Text to read:
Racial biasing in police technology

At first glance, the debiasing in facial recognition software and knowledge graphs may produce the notion that society’s use of this technology is moving in the right direction. When it comes to law enforcement’s adoption of these tools, activists claim that simply debiasing these algorithms is not enough. MIT fellow and director of the Technology for Liberty Program at the ACLU of Massachusetts, Kade Crockford, argues “even if the algorithms are equally accurate across race, and even if the government uses driver’s license databases instead of mugshot systems, government use of face surveillance technology will still be racist. That’s because the entire system is racist.” Crockford relates today’s facial recognition software to the 18th-century “lantern laws’’ of New York City. These laws required Black, Indigeneous, and Mixed Race people to carry lanterns when walking the streets after sunset without White company (Crockford, 2020). Government surveillance has historically disenfranchised Black, indigenous, and people of color (BIPOC ) people, and this trend only continues with facial recognition software.

Work to complete: Write the next paragraph of the passage above on racial bias in police technology, starting after its final sentence.

Data excerpts:

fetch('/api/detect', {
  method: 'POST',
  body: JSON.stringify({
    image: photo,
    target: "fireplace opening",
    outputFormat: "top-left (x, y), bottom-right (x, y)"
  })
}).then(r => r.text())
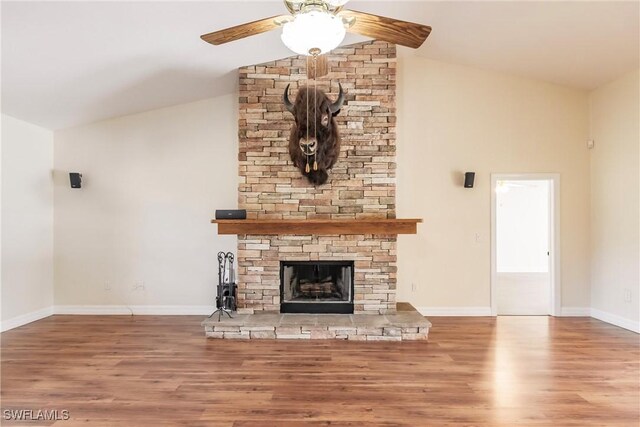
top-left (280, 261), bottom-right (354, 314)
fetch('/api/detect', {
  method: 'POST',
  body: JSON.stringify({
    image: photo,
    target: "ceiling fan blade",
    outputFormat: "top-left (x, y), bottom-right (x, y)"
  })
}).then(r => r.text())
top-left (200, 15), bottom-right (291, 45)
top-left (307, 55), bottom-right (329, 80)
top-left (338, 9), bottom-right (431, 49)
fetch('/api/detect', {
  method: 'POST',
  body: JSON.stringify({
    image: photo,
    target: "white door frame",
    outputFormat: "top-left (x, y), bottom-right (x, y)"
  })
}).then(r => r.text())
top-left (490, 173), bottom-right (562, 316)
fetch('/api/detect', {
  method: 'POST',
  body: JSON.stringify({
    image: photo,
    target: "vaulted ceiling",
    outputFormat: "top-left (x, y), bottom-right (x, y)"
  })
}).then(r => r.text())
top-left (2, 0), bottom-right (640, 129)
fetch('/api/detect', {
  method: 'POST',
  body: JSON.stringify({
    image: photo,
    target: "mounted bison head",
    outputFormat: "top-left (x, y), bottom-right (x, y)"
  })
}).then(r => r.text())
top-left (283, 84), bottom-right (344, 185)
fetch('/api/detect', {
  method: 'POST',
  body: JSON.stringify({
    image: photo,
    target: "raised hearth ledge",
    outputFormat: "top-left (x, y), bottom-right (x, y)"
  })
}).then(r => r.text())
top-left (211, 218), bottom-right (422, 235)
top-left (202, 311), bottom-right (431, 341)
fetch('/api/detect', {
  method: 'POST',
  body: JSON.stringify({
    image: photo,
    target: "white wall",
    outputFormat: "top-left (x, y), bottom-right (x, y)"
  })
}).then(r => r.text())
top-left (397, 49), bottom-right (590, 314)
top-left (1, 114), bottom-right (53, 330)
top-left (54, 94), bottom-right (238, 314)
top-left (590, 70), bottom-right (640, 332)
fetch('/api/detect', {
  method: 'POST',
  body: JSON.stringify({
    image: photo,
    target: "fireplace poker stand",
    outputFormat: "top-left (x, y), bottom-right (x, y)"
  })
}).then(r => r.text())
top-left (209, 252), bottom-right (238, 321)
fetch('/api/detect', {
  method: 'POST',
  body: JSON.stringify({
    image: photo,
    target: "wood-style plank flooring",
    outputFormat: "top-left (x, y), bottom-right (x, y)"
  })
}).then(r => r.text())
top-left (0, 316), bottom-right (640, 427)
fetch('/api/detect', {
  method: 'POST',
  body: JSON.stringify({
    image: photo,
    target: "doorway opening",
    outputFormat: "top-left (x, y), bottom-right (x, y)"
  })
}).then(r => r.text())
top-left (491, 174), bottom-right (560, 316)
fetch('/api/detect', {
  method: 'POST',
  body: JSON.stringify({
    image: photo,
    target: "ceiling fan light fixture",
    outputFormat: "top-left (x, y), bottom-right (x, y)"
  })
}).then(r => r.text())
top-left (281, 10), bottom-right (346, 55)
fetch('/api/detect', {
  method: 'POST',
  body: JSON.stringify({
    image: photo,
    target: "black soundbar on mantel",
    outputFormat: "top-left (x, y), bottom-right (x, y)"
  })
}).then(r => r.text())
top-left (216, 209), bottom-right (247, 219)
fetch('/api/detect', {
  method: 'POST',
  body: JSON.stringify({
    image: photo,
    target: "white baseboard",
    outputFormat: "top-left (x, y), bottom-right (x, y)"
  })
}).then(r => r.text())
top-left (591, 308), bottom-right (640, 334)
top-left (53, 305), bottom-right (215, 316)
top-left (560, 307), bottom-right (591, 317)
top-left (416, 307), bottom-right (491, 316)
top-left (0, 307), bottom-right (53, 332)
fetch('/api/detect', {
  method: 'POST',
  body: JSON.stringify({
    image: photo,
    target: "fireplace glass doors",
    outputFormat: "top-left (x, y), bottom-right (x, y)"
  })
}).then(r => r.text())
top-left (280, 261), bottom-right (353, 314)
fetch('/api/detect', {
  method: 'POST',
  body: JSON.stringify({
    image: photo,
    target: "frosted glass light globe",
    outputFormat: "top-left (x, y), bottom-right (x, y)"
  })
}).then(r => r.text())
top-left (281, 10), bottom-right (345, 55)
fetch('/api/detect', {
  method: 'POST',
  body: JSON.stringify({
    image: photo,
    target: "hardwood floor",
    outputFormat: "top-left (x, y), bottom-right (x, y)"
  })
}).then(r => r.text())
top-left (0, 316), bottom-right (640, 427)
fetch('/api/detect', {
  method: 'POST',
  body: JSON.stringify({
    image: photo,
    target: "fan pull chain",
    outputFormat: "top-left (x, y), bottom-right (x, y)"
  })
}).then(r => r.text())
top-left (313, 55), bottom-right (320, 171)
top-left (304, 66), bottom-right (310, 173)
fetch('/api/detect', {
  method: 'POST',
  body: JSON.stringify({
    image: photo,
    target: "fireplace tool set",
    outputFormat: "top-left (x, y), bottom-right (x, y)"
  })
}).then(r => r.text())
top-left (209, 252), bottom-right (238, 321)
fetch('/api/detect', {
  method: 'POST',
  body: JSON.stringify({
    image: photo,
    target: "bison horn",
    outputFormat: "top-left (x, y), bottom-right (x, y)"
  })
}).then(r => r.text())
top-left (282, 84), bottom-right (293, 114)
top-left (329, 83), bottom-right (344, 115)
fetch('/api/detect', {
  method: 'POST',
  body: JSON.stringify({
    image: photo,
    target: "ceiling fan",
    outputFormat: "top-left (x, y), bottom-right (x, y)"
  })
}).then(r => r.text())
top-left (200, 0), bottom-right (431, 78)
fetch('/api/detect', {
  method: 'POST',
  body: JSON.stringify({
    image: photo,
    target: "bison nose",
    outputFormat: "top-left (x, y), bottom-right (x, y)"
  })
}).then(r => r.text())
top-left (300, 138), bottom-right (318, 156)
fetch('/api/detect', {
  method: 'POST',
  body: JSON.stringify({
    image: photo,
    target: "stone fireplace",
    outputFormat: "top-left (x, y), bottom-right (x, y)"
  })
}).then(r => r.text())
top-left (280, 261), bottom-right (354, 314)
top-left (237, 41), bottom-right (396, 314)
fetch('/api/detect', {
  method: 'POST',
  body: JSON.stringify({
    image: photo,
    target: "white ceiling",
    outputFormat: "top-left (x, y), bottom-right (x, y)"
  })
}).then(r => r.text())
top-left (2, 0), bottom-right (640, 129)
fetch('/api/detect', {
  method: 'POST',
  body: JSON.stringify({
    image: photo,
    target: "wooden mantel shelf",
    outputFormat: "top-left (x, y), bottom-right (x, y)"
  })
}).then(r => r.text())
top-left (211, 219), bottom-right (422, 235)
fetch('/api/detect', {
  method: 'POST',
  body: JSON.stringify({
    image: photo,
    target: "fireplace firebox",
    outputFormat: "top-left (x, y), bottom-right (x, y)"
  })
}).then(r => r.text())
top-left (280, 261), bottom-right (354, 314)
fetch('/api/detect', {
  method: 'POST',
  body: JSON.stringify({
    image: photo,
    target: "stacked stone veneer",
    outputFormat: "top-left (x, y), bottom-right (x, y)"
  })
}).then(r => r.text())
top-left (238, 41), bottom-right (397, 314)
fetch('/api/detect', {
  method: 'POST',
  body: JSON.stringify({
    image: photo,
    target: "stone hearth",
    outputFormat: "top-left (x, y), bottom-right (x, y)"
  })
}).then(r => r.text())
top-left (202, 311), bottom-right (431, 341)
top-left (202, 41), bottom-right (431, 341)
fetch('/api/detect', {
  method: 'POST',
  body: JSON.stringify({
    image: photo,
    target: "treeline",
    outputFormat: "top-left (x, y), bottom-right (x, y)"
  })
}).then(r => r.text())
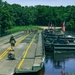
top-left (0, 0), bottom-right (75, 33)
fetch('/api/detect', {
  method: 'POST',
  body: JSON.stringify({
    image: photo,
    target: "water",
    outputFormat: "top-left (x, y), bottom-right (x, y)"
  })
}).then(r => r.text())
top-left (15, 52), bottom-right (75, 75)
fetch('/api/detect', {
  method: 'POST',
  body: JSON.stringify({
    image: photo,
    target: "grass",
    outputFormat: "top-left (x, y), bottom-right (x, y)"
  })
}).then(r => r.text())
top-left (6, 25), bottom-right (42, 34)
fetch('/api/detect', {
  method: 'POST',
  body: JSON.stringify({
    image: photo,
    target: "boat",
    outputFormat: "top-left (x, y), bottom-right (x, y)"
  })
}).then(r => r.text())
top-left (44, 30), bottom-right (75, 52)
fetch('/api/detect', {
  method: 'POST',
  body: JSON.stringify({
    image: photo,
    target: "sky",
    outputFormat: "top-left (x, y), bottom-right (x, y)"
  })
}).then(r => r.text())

Response to this exercise:
In June of 2020, major tech companies began to pull out of facial recognition API sales to law enforcement. IBM stopped building and selling facial recognition software (O’brian, 2020)​. Amazon paused police sales of facial recognition software (Allyn, 2020)​. Microsoft doesn’t sell facial recognition software to police (Greene, 2020)​. Critics claim these tech companies are pulling away from selling facial recognition software, so they can aid Congress in drafting legislation to better regulate the technology. It would be a bad financial move to keep investing into technology which may need to be drastically changed in the next few years after new laws are implemented.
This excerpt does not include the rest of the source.